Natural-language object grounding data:
....................

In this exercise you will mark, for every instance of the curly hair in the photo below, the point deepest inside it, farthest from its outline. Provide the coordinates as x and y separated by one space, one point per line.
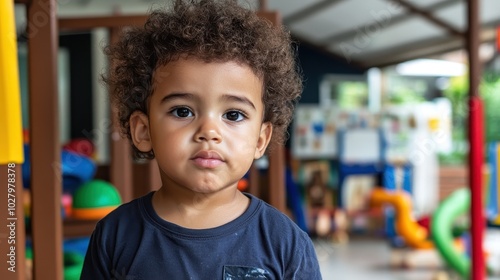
209 30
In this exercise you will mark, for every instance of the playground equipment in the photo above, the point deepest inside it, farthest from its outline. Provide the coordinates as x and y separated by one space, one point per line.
94 200
407 227
76 169
492 203
453 206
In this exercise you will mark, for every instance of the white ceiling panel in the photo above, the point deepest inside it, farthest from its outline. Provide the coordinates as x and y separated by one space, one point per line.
346 16
455 16
425 3
412 30
289 7
343 20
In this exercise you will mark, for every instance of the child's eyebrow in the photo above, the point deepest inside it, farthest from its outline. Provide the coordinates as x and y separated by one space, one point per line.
179 95
240 99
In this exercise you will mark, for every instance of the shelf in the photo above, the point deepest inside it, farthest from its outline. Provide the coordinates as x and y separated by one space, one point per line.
78 228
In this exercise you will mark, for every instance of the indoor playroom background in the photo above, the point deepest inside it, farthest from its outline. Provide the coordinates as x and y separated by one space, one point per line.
376 169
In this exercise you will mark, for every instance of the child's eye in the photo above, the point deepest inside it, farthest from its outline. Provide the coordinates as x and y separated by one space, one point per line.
182 112
234 116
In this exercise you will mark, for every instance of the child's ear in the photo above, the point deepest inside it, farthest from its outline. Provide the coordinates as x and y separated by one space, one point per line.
139 131
266 131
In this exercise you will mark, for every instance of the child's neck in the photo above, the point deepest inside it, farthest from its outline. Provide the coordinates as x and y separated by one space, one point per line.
199 211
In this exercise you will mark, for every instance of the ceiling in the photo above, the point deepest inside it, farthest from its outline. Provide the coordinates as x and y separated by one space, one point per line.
364 32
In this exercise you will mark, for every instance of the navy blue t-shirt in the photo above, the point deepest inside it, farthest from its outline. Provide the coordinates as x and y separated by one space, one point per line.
133 242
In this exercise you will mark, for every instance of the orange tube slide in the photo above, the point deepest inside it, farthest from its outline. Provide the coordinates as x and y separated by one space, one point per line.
412 233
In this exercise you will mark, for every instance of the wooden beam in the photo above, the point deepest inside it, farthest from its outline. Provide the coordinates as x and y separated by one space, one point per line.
121 151
309 11
116 21
350 35
430 17
46 177
12 234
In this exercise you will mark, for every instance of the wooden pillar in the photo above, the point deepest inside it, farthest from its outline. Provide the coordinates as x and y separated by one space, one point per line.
476 140
12 229
121 152
12 233
46 177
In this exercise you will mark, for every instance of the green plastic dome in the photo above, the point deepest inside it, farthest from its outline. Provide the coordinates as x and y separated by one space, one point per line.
95 194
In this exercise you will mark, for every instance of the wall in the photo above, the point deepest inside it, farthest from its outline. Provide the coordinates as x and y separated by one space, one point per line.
315 64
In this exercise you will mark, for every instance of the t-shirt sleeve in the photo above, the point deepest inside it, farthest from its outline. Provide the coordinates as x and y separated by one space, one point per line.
97 262
305 262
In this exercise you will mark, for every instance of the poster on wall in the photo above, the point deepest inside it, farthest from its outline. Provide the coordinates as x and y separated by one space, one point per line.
314 132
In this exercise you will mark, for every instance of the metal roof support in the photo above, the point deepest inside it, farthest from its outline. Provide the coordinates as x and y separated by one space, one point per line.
476 143
430 17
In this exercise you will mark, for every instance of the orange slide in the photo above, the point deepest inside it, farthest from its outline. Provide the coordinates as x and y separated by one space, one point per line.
412 233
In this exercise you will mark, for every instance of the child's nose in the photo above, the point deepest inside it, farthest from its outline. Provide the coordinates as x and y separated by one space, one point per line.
208 131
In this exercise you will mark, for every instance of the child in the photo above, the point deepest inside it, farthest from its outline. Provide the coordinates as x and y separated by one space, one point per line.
203 87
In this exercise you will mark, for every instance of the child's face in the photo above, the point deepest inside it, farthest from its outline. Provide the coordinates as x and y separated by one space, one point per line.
205 123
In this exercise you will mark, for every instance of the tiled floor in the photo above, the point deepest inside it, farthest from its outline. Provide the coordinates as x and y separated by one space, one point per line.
370 259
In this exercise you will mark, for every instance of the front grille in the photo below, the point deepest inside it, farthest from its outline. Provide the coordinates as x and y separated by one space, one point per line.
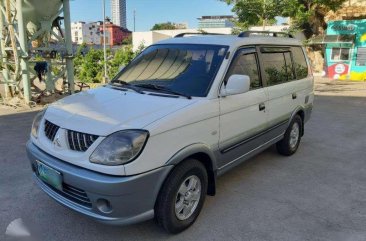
73 194
50 130
80 141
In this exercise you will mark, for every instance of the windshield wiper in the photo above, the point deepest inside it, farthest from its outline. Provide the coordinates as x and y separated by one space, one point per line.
162 89
126 85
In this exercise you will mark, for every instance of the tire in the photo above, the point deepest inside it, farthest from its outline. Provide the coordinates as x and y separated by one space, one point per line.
190 173
291 141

....................

=== EXERCISE BRIEF ===
Set every line of the records down again exactly, and exclude all pictures.

=== RESULT FOR THIS EXERCISE ===
In this exercise you will mark, for every instance of the curly hair in the photo below, the point deepest inside it, farthest from its outline. Provide the coordinates as x and y separated by one space, one point per line.
209 30
In this exercise you will mark, for every instance of the playground equipment in the photo above, the point deepest inside it, farthest from its outline. Provide the coordinates as x and y separated by one space, one point per line.
94 200
407 227
76 169
492 203
453 206
In this exercise you will mark, for every instance of the white ceiling panel in the photo above, the point deepest inside it, farthest from its outline. Provide the coordinates as x and y separated by one space, one point per line.
346 16
455 16
425 3
412 30
289 7
343 20
In this exercise you will mark, for every instance of the child's eyebrow in the photo above, the point deepest inside it, farthest from its outline. Provide the coordinates as x and y separated by one space, one point per line.
179 95
240 99
In this exercise you will mark, for every instance of the shelf in the photo above, the point deepest inside it, farthest from its outline. Provide the coordinates as x and y separated by one space, one point per line.
78 228
In this exercise you will mark, for every instance of the indoor playroom background in the photo above, the point deepest inside it, farthest from its outline. Provide the coordinates as x and y separated by one space, one point per line.
376 169
In this exercise you will mark, for every instance of the child's eye in the photo above, the point deepest inside it, farthest from its outline. Provide the coordinates as x and y separated by one space, one point per line.
182 112
234 116
In this exercise you will mark, for every instance of the child's ear in the photo above, the point deepest inside it, farthest from its outline. Provide the coordinates as x and y separated by one space, one point per line.
139 131
266 131
In this exercise you will mark, for every instance of the child's neck in the photo above, the point deepest inside it, farthest from its outline. Provide the coordinates as x and y separated by one space, one point per line.
199 211
In this exercise you will mark, for every instance of the ceiling in the photo above, the point deepest inside it, farthest from its outline. Provide the coordinates as x and y separated by one space, one point per line.
364 32
In this exercise you will mark, for every instance of the navy blue t-shirt in the photo above, the point deepest inside it, farthest from its outline. Provide the coordinates as x and y separated by one space, one point per line.
133 242
In this exercise you will mark, for every instance of the orange tube slide in the photo above, the point deepest inside it, farthest from its outline. Provide the coordinates as x and y separated by one space, one point per line.
412 233
In this exercise you will mark, for every instance of the wooden beam in the photo above, the point deepest inside it, farthest from its outline. Provide the coordinates as x and y separated by one space, one point per line.
121 151
309 11
116 21
350 35
430 17
46 177
12 234
In this exercise you will mark, for every instance of the wooden pillar in the photo above, the point deepest inside it, farthest from its outline. Provide the coordinates as x and y separated by one space, one point per line.
476 140
12 229
121 152
12 233
46 177
In this exercise you will mark, for every instance of the green plastic dome in the photo above, the point deepest inside it, farthest from its outline. Provide the coordinates as x and y separated by one space, one point per line.
95 194
In this exercise you will mark, for every instance of the wall in the photo above, the point deepest inside it, farthest from its outline. Provide the coordinates as x and y separated by one space, one point per line.
315 64
In this exercise you will mark, for every instance of the t-shirt sleeve in the photo above, the point deepest inside it, farthest from its outline. Provide the coordinates as x and y separated by one space, one point per line.
97 262
305 262
In this exercise you will mark, for every instance of the poster on wall in the photo above, the point deepest inside it, farthest from its outline. Provide the coordinates as x and y separated by one space, one point per line.
314 132
In this exercise you will mark, for every instance of the metal roof support in the photo above, the point deepest inside it, farthest from its outline. Provide the coordinates as x and y separated by one space, one point per line.
476 143
430 17
In this exercise you will mark, for every instance of the orange slide in the photo above, the point deepest inside it, farthest from its outline. Provide the coordinates as x and y separated by one space, one point per line.
412 233
In this exercise you will mark, for every instance of the child's nose in the photo above, the point deepest inside it, farthest from its outline. Provide the coordinates as x and y separated by one space, one point per line.
208 131
In this exercise you will mark, for every instance of the child in the photo above, the point deepest inside it, farthest from its outline. Provide the coordinates as x and y separated by one space, one point per line.
203 87
In this exercise you will mark, for every instance of the child's face in the photo above, the point deepest inside it, farthest from its outline. Provide the coordinates as x and y separated by one space, one point per line.
205 123
In this exercise you will mark, for every instance of the tiled floor in the photo above, the point deepest inside it, farthest from its outline. Provide the coordinates as x and y separated by one space, one point per line.
370 259
In this exercise you will mark, for every instance of the front grille in the photo below, the point deepest inside it, farthest from its outline. Provide the coordinates as x and y separated by one space, one point per line.
73 194
50 130
80 141
In this exercise you will mark, for every instance of the windshield wiper in the photo above, the point deepest inside it, farthest from its outline. Provide the coordinates as x and y separated by one space, one point per line.
162 89
126 85
In this exercise you will mark, for every instance of the tire in the photo above, the point deepest inside it, farthest from its outline. Provide the coordinates as x and y separated by one space, one point per line.
190 173
291 141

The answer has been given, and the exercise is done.